Безгрешное сладострастие речи — страница 39 из 69

Да, ее постигла литературная неудача. Бромлей отставала на шаг в своей готовности пожертвовать тем, во что верила – в принципы милосердия и свободы. Реальность, в которой она жила, менялась катастрофически, и последняя книга Надежды Николаевны запоздала на целую эпоху. Время превратило Бромлей в театрального ремесленника, зато насильственное отлучение от театра вернуло ее к писательству. Но и тут она не поспела ко времени – выступила слишком рано.

И все равно хочется думать, что потерянные повести Надежды Николаевны Бромлей найдутся, библиотечные раритеты окажутся в интернете и их прочитают, наследники писательницы принесут в архивы ее переписку, мемуары издадут с комментариями, аспиранты напишут диссертации, словечки веселых аббатов и умных кентавров станут присловьями – и все восхитятся ее театральным романом. Так должно быть, и, конечно, так будет.

┄┄┄┄┄┄

[КОРОТКОЕ ЗАДАНИЕ A]: Кем, по отрывку о Бромлей, время сделало Надежду Николаевну?
[КОРОТКОЕ ЗАДАНИЕ B]: Приведите еще раз фрагмент отрывка о Бромлей, который начинается со слов «Да, ее постигла» и заканчивается словами «конечно, так будет.».
[КОРОТКОЕ ЗАДАНИЕ C]: Перескажите отрывок о Бромлей в двух предложениях.

[ИСХОДНЫЕ ДАННЫЕ]:
┄┄┄┄┄┄

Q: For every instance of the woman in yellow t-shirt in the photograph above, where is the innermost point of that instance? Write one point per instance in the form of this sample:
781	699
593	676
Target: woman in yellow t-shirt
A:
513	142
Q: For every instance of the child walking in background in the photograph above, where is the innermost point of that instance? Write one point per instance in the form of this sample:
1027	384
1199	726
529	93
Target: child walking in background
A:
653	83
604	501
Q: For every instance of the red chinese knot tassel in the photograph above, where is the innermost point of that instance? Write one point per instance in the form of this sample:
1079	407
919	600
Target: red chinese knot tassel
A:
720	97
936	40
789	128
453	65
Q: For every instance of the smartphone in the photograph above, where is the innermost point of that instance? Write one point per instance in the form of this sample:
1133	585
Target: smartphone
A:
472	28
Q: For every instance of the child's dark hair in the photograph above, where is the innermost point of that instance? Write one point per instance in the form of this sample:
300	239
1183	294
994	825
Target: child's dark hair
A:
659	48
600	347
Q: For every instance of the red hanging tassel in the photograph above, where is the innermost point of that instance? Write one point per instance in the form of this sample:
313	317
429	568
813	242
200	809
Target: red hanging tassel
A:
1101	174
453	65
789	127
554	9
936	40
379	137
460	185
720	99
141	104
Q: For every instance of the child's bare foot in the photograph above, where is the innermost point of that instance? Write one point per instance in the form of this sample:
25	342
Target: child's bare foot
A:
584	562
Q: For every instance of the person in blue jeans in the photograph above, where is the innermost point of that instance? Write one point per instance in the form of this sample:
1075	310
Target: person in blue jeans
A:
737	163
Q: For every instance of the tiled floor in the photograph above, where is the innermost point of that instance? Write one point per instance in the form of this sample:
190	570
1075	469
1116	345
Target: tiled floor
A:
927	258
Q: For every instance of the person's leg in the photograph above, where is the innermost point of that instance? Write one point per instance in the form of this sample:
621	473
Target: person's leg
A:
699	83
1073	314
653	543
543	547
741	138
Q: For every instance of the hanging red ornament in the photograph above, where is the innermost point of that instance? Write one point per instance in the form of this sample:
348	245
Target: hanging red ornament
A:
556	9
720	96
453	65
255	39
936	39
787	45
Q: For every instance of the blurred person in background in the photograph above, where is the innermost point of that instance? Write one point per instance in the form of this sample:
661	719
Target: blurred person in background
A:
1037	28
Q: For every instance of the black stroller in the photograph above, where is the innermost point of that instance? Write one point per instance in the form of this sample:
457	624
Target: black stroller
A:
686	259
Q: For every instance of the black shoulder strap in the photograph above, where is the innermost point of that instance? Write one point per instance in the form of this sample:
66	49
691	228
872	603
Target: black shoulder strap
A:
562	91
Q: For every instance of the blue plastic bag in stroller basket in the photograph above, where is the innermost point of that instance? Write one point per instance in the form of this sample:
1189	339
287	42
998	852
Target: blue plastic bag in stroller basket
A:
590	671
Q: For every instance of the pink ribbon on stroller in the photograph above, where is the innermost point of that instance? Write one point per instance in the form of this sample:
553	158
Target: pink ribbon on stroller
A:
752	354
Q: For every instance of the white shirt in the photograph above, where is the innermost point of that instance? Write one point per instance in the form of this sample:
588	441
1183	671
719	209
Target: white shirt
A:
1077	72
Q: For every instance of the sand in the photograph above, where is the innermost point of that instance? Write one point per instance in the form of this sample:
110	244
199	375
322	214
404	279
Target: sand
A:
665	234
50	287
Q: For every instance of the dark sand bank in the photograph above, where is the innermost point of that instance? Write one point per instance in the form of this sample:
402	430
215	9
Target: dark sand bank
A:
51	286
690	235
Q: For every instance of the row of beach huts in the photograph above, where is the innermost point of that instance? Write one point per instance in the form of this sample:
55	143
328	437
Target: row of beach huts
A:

┄┄┄┄┄┄

[ПОЛНЫЙ ОТВЕТ A]: Театральным ремесленником.

[ПОЛНЫЙ ОТВЕТ B]:
Да, ее постигла литературная неудача. Бромлей отставала на шаг в своей готовности пожертвовать тем, во что верила – в принципы милосердия и свободы. Реальность, в которой она жила, менялась катастрофически, и последняя книга Надежды Николаевны запоздала на целую эпоху. Время превратило Бромлей в театрального ремесленника, зато насильственное отлучение от театра вернуло ее к писательству. Но и тут она не поспела ко времени – выступила слишком рано.

И все равно хочется думать, что потерянные повести Надежды Николаевны Бромлей найдутся, библиотечные раритеты окажутся в интернете и их прочитают, наследники писательницы принесут в архивы ее переписку, мемуары издадут с комментариями, аспиранты напишут диссертации, словечки веселых аббатов и умных кентавров станут присловьями – и все восхитятся ее театральным романом. Так должно быть, и, конечно, так будет.

[ПОЛНЫЙ ОТВЕТ C]: Надежду Николаевну Бромлей постигла литературная неудача: время превратило ее в театрального ремесленника, а ее последняя книга запоздала на целую эпоху. И все же хочется думать, что ее потерянные повести найдутся и их прочитают, а ее театральным романом все восхитятся.